Point-per-instance localization data
*** Block opens ***

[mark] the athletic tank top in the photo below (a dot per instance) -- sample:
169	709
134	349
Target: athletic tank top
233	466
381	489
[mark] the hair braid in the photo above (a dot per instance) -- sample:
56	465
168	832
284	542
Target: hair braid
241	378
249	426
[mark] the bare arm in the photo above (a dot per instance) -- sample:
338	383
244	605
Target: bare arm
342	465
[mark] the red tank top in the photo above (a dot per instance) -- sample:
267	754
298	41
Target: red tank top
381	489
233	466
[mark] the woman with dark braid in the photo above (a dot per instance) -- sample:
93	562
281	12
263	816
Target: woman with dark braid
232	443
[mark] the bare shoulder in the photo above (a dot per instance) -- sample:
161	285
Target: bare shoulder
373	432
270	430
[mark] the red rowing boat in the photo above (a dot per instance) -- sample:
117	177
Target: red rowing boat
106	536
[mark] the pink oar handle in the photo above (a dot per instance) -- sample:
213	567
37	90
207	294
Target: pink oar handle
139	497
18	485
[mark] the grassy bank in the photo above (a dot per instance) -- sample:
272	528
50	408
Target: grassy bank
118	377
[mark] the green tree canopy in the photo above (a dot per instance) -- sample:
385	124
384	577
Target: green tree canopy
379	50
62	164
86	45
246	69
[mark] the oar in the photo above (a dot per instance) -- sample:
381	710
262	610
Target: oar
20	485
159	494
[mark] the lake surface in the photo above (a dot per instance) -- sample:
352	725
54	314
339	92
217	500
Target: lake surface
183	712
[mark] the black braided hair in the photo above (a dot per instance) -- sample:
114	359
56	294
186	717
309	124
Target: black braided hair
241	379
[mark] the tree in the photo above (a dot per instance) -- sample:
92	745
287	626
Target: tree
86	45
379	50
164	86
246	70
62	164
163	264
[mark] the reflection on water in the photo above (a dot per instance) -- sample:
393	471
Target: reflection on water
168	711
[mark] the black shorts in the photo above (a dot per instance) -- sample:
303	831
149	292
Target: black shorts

*** Block closes ***

**Work required**
The response must contain exactly the lines from the one with "Target: tree" to the end of the entries above, both included, and nothing more.

**Written response**
Target: tree
86	45
379	50
164	86
246	70
62	164
163	264
[mark] the reflection on water in the photo above (a dot per instance) -- sample:
393	471
Target: reflection on water
168	711
[mark] the black shorts in the photo above (a dot per instance) -- sample:
303	831
149	292
Target: black shorts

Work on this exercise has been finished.